* Directions
Where in the data below does the word "wearing" appear? Copy every line that has it.

* Data for analysis
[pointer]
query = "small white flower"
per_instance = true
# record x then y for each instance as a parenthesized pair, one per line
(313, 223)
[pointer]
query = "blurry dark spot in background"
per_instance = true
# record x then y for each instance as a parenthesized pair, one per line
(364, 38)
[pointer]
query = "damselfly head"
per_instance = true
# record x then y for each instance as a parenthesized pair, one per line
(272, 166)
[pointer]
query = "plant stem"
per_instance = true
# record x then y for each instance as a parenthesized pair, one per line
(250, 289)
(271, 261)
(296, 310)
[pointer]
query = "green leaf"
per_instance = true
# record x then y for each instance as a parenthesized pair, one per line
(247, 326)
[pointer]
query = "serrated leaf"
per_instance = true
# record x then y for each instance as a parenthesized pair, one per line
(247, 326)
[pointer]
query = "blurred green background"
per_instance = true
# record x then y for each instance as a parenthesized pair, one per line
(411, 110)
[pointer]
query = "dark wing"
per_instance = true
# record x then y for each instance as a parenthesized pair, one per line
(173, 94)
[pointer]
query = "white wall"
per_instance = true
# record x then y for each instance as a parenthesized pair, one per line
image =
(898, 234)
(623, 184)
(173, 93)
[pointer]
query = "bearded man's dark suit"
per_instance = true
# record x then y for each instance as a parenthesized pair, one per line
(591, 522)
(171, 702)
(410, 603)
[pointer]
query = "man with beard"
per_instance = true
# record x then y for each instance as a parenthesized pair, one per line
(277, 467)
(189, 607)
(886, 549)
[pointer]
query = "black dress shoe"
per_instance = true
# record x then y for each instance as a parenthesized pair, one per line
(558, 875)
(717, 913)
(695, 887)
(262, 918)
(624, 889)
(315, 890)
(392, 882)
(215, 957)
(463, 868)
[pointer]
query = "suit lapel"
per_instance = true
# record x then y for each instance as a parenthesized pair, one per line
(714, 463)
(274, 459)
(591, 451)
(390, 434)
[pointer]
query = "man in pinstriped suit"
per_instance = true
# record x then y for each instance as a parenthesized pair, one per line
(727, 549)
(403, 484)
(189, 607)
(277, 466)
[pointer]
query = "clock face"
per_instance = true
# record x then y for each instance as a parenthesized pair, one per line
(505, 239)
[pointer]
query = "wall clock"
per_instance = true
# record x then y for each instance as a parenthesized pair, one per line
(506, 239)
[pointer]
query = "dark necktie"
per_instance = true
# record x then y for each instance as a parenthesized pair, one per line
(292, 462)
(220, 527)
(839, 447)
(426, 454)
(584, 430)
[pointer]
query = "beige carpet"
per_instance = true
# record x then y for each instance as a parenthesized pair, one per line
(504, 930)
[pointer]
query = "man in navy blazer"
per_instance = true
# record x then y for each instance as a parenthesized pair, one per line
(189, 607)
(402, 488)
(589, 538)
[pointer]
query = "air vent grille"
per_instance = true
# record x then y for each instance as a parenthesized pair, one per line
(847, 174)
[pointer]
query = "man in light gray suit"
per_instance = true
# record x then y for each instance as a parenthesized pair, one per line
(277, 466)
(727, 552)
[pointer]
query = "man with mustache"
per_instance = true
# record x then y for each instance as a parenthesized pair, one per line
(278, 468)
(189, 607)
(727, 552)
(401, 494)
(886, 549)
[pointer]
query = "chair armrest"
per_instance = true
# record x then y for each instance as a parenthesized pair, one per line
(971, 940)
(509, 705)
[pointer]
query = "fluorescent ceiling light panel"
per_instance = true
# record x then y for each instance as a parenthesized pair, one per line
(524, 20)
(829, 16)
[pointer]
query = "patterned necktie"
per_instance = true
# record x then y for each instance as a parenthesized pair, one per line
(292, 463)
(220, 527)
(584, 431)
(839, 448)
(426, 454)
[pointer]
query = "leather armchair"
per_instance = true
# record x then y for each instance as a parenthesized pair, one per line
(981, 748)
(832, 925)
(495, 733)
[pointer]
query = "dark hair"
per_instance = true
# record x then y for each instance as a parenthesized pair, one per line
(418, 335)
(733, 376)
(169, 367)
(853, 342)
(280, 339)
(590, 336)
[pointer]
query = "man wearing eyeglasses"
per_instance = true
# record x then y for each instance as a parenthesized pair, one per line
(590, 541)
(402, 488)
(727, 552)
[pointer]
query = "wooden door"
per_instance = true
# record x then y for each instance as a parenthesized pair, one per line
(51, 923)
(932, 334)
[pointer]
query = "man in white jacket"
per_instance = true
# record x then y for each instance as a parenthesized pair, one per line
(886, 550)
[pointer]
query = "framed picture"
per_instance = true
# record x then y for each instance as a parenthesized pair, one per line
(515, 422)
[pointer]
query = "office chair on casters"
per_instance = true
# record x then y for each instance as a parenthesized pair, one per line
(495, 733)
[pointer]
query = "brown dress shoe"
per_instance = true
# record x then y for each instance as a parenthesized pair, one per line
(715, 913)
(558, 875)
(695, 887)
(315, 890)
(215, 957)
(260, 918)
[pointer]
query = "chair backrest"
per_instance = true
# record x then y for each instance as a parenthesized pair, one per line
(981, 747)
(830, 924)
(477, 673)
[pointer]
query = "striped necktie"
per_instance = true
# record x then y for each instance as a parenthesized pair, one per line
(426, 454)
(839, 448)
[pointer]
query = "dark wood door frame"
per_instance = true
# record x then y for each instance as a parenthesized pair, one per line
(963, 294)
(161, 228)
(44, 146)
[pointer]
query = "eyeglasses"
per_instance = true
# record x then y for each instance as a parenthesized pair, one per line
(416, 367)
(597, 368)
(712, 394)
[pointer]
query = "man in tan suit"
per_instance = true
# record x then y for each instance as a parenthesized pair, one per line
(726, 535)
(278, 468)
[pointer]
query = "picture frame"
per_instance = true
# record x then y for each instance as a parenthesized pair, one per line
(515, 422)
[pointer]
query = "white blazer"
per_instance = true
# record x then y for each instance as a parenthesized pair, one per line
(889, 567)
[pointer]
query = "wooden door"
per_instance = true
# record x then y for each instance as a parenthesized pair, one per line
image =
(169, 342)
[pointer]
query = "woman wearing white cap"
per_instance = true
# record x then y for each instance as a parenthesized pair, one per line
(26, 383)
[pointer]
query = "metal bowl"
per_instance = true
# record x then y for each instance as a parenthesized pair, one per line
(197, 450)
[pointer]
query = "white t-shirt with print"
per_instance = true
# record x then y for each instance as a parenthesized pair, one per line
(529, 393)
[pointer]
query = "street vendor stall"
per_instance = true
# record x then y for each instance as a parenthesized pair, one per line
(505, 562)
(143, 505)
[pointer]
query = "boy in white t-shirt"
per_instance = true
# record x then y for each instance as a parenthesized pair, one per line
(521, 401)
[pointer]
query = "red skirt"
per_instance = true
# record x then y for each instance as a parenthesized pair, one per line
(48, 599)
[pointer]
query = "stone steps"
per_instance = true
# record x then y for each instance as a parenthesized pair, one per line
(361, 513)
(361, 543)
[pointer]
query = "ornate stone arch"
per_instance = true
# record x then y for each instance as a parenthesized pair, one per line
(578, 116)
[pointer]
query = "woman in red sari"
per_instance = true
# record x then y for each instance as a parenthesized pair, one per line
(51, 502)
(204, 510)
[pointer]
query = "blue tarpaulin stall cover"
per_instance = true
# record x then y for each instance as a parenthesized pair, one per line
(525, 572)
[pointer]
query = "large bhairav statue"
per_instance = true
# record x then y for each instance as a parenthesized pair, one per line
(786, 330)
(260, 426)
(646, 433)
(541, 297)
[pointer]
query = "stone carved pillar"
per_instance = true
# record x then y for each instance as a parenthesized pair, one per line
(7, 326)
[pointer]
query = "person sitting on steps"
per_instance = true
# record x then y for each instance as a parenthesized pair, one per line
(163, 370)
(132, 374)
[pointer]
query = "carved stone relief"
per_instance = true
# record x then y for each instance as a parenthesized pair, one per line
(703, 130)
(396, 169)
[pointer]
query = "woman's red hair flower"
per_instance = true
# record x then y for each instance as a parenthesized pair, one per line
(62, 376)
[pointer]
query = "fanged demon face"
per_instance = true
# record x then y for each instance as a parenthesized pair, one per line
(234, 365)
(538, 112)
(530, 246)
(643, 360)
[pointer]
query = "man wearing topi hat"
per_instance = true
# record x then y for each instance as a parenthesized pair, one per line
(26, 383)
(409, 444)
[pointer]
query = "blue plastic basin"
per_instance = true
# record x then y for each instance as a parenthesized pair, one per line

* Reply to the task
query = "man wearing eyeglasses"
query = "woman wearing white cap"
query = "man wearing topi hat"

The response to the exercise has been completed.